##### Extracted text

A group of Russian scientists at the oil and gas research institute of the Russian Academy of Sciences, led by Azary Barenbaum, have come up with a new explanation of the nature of oil and gas formation. They argue that huge reserves of hydrocarbons may take only decades to be formed, not millions of years, as earlier believed. The new theory was published this month in the leading Russian scientific magazine Nauka I Zhizn (Science and Life).
Researchers have registered an increase in oil reserves in oil-rich provinces where deposits were explored and have been developed for many years and where oil consumption is comparatively high. Those oil-rich areas include the Russian province of Tatarstan, Ukraine, Azerbaijan, Texas and Oklahoma in the U.S., and Mexico. Depletion of reserves is possible only in the oil and gas exploration areas where consumption levels are low, holds Professor Barenbaum. He insists that formation of oil and gas is not so geological as climatic by nature, related to the water cycle and circulation of carbon on our planet.

##########
##### Data under study

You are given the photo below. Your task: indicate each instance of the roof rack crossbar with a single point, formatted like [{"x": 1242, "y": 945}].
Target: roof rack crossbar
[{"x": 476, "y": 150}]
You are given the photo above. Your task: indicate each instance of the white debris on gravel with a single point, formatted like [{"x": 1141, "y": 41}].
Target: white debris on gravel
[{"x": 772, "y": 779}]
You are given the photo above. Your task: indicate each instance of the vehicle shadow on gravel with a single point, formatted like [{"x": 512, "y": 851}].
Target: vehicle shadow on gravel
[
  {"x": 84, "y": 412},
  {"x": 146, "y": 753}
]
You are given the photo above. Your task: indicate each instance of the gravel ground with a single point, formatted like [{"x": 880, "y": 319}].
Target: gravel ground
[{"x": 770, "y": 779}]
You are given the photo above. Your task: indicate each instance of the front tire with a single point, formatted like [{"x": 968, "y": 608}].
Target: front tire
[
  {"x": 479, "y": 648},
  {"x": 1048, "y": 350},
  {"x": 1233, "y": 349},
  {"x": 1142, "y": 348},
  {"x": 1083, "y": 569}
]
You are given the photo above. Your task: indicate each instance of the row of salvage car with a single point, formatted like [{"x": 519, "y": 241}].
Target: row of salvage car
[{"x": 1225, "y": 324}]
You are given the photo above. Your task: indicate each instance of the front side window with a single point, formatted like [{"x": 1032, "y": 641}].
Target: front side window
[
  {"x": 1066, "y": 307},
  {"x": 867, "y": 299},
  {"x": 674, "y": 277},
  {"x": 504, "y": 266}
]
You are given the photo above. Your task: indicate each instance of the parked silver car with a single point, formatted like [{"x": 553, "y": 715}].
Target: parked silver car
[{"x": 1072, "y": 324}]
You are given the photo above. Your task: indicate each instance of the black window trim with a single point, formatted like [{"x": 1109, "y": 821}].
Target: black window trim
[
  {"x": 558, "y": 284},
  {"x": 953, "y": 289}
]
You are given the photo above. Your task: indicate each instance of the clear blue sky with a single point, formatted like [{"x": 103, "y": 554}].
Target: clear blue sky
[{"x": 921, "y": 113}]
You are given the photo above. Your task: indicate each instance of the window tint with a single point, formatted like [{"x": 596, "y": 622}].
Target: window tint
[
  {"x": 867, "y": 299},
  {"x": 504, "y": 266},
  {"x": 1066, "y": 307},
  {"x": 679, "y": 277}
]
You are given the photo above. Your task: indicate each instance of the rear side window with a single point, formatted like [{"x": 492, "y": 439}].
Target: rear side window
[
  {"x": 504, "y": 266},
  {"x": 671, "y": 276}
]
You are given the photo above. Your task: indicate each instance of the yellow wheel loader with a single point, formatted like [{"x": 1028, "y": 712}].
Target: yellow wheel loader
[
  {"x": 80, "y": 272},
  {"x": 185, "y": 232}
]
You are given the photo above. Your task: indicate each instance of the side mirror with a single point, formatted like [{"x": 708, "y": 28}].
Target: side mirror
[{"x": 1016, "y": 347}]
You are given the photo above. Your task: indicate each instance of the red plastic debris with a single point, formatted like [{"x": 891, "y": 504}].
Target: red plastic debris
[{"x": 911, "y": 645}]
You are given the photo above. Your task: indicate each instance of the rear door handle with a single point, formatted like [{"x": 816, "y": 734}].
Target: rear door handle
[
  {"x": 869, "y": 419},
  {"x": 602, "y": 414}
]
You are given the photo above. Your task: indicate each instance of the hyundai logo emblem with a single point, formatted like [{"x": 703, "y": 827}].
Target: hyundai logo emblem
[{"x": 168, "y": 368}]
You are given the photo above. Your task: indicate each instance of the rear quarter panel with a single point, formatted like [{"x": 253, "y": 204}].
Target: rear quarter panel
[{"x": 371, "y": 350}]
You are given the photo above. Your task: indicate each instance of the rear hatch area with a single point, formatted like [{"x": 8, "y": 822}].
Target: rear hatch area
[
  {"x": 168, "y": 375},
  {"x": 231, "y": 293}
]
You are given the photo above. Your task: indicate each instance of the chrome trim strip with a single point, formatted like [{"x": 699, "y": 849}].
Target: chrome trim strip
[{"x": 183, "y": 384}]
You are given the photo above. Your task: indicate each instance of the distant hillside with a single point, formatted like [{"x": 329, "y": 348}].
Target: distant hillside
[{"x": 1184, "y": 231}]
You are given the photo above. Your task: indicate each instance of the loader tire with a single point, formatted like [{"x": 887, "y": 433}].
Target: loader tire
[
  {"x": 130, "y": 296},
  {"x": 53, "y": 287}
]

##########
##### Data under study

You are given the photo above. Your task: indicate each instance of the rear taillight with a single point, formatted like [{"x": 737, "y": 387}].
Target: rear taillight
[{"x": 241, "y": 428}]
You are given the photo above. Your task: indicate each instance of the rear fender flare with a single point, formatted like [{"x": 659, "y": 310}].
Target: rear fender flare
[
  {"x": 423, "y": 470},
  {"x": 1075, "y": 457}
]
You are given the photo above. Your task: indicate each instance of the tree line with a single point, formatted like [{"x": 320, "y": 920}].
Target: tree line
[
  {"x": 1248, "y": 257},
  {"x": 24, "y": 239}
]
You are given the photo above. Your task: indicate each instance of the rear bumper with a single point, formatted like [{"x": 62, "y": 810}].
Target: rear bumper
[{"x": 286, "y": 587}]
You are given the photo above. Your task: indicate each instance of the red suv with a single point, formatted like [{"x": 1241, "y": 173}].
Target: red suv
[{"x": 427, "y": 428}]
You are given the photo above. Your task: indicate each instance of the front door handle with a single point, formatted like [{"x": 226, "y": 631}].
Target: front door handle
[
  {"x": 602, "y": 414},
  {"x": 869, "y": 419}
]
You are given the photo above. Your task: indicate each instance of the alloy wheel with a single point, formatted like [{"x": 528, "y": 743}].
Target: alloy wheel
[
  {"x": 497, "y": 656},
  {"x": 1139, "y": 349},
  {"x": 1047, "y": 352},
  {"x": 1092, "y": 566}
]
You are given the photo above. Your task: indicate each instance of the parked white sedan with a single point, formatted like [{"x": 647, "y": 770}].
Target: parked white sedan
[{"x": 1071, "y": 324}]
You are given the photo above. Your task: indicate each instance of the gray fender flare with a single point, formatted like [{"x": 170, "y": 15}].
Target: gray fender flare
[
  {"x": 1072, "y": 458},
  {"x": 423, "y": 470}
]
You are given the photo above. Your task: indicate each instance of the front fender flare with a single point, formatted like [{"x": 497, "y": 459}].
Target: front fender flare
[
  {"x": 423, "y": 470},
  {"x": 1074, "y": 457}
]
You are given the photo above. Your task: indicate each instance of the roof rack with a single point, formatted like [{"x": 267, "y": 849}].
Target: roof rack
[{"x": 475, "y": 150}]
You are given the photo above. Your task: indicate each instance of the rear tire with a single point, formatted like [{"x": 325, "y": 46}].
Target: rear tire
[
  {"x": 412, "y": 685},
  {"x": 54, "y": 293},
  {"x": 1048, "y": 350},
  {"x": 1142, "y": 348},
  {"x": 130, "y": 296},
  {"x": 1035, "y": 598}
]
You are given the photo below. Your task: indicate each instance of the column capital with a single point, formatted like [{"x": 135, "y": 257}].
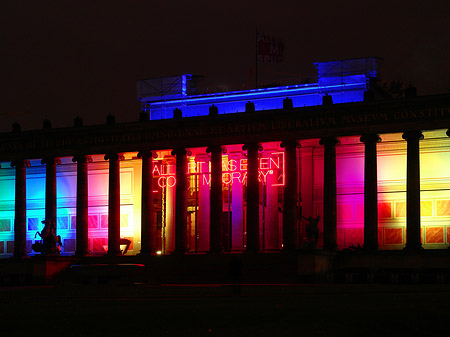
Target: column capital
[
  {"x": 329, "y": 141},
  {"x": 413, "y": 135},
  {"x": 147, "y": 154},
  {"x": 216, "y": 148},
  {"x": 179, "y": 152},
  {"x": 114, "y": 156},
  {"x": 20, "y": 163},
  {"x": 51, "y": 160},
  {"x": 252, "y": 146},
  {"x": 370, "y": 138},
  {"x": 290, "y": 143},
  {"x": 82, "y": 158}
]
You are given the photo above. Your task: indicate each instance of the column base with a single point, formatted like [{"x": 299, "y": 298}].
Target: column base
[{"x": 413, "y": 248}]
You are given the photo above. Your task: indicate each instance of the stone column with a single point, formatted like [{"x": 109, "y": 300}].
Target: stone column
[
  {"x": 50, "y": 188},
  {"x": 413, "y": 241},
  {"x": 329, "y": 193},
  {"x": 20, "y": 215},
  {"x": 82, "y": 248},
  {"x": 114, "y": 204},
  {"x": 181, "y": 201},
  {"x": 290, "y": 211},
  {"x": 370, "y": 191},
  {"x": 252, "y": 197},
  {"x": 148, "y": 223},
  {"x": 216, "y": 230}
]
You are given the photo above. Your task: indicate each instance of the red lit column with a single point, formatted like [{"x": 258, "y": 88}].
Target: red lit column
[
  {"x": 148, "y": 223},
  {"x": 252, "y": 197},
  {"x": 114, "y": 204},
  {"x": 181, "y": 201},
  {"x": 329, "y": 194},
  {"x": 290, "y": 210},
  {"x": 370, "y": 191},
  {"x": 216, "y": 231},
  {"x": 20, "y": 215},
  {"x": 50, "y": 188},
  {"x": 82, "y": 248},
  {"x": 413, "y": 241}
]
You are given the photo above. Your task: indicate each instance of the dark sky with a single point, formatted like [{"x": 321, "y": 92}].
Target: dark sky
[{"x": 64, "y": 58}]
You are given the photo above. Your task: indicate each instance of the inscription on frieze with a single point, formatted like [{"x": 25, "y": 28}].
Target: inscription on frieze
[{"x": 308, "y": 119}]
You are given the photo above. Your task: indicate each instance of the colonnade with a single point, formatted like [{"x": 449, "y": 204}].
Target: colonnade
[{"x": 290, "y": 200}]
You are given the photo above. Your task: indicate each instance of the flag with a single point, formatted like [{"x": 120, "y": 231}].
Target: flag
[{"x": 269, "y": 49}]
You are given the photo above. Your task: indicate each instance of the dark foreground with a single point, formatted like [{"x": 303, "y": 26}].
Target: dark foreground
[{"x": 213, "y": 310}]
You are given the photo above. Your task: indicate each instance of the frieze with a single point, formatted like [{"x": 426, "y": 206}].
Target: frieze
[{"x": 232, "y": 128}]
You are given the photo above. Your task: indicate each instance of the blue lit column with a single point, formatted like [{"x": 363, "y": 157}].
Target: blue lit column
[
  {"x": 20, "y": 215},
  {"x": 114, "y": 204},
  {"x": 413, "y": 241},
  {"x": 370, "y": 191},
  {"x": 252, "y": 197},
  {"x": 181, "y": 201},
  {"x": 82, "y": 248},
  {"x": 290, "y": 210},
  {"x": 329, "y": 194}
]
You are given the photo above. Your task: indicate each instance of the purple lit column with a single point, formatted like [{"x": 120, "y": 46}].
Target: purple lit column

##########
##### Data under study

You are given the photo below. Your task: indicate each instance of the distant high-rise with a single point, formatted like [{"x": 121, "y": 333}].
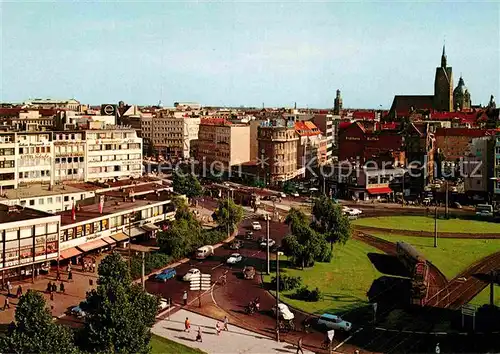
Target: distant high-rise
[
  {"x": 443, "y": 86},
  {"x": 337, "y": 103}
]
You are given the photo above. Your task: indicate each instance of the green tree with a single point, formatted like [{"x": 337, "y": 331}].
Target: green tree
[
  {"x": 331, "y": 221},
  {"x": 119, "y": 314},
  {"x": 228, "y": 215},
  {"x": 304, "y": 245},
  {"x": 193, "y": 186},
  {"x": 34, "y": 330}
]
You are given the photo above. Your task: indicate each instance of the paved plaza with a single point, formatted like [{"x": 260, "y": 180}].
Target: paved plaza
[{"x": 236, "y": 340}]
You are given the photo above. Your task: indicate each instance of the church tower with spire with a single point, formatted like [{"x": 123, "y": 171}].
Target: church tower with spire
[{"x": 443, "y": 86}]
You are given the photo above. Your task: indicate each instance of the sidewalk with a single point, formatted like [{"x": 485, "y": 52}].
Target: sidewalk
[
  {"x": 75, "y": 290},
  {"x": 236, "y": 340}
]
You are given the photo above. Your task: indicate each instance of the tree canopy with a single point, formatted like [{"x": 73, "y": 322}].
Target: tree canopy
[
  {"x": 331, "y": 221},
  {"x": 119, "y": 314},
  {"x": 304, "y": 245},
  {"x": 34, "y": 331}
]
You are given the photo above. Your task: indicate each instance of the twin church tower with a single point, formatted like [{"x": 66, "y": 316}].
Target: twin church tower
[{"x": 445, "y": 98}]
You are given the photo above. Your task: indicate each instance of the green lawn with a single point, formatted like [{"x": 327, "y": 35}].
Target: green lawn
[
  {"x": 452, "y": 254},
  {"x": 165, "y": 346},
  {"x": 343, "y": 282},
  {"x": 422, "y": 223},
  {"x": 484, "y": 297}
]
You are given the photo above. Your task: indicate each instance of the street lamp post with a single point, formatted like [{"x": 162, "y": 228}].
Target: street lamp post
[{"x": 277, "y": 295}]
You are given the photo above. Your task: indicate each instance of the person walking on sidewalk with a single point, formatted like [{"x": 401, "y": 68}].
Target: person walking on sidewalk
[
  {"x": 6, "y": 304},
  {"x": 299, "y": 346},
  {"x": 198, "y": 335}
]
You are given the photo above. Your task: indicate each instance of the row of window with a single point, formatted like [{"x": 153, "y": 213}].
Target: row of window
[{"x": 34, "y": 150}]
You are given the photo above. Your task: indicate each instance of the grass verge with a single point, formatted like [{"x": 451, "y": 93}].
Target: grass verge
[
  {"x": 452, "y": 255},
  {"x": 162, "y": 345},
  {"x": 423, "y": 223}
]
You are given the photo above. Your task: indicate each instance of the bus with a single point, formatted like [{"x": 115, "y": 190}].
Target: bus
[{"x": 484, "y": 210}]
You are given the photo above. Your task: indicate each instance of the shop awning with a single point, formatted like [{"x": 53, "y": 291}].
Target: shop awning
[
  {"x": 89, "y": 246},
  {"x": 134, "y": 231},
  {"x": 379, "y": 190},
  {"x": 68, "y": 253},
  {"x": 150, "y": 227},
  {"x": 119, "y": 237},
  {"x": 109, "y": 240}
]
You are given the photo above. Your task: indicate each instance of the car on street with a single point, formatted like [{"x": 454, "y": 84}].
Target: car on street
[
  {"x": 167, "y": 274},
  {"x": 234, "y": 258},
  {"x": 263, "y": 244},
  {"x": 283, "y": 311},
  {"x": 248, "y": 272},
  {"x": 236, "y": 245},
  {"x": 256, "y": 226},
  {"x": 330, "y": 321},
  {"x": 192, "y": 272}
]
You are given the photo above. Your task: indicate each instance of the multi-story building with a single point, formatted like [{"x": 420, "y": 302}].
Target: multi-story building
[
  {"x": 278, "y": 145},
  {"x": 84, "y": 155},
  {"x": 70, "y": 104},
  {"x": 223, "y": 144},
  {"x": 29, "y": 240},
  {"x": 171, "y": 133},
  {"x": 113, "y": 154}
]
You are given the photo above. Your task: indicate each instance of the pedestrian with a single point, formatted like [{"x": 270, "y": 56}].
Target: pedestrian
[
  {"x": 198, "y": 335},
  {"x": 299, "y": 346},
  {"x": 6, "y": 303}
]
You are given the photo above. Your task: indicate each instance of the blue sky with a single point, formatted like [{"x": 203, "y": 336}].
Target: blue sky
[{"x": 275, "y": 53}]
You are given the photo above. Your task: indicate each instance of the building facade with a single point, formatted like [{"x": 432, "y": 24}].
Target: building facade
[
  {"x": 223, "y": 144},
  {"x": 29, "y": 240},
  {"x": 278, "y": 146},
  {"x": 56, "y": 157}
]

##########

Work task 1 =>
Answer these questions about the oil and gas formation passage:
(a) Who led the group of scientists behind the new explanation?
(b) In which magazine was the new theory published?
(c) According to Professor Barenbaum, in which areas is depletion of reserves possible?
Work task 2 => Output the part of the oil and gas formation passage starting at "A group of Russian" and ending at "(Science and Life).".

Reply 1 =>
(a) Azary Barenbaum.
(b) Nauka I Zhizn (Science and Life), a leading Russian scientific magazine.
(c) Only in oil and gas exploration areas where consumption levels are low.

Reply 2 =>
A group of Russian scientists at the oil and gas research institute of the Russian Academy of Sciences, led by Azary Barenbaum, have come up with a new explanation of the nature of oil and gas formation. They argue that huge reserves of hydrocarbons may take only decades to be formed, not millions of years, as earlier believed. The new theory was published this month in the leading Russian scientific magazine Nauka I Zhizn (Science and Life).